***** RECORDS SHOWN

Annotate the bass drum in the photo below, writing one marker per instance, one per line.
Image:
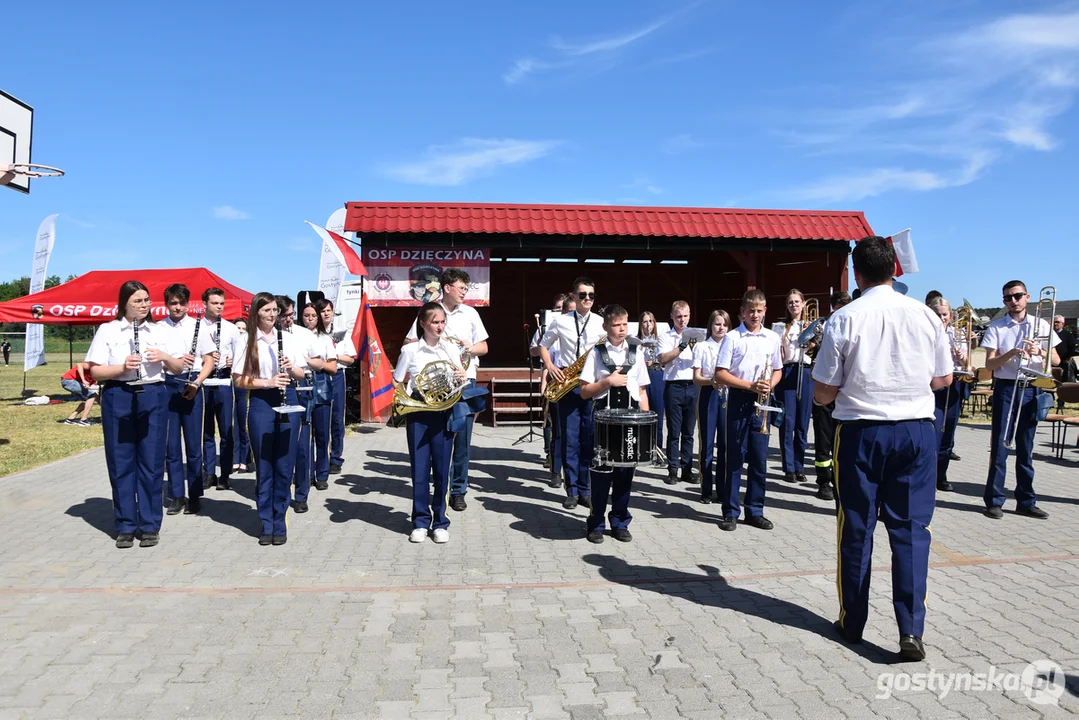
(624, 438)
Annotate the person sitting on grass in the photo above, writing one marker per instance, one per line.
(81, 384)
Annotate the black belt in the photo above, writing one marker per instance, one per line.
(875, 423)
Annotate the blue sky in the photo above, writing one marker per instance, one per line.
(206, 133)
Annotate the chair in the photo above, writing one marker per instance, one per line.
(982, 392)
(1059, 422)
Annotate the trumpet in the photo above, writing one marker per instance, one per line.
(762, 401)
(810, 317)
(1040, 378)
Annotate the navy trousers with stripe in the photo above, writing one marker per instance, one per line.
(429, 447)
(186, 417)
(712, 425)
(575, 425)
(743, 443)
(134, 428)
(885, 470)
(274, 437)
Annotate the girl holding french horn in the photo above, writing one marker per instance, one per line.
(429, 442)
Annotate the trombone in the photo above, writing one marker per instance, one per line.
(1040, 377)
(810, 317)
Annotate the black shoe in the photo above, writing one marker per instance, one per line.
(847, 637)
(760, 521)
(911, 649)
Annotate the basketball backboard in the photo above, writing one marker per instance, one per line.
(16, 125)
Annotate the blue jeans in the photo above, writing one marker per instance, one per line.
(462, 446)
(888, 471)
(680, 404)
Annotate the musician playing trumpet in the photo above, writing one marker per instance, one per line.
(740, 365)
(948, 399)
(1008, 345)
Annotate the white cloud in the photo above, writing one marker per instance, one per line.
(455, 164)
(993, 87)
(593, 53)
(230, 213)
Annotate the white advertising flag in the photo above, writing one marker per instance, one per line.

**********

Copy the records exactly as they appear, leaving every picture out.

Annotate the bass drum in the photo below, writing one marker per instance, one per line.
Image:
(624, 438)
Annotate the person sitting on grass in the photo above, writing one marker per instance, one per line.
(81, 384)
Annotate the black belt in the photo above, writing one marker per instance, one per line.
(875, 423)
Annotate the blue sky in the photo above, writing one marker per instance, one per line.
(206, 133)
Annotate the chair in the photo above, writing one marker per instance, one per line.
(982, 392)
(1059, 422)
Annotate the trumpet in the photo above, writing one marker per instance, one per line.
(762, 401)
(810, 317)
(1040, 378)
Annotate the navy trousers with stripe in the photo above, writing one marker per instance, one per line.
(429, 447)
(186, 417)
(712, 425)
(575, 425)
(743, 443)
(134, 428)
(885, 470)
(274, 437)
Annotate the girl holding french horn in the photo above, writing one marker per instance, one per line.
(429, 442)
Annotate the trombone in the photo above, writing one marker per instance, one per line.
(1040, 377)
(810, 317)
Annotate the black shoe in the photo above, writing one marker per instance, one per line.
(847, 637)
(760, 521)
(911, 649)
Annotate the basketball backboard in the photo above, writing one marker per instance, one per line.
(16, 125)
Annotate the blue jeans in the photo above, writing one marker per instance, one per line.
(462, 446)
(888, 471)
(680, 404)
Annotate the musician playing trumpet in the photo above, writing one marker per instance, one per line.
(740, 365)
(948, 399)
(1008, 345)
Annotate the white cloud in the photo above, writing one marker per instance, one per line.
(455, 164)
(993, 87)
(593, 53)
(230, 213)
Annotate the white advertising flag in the photo above, writing one marker per instance, one per line.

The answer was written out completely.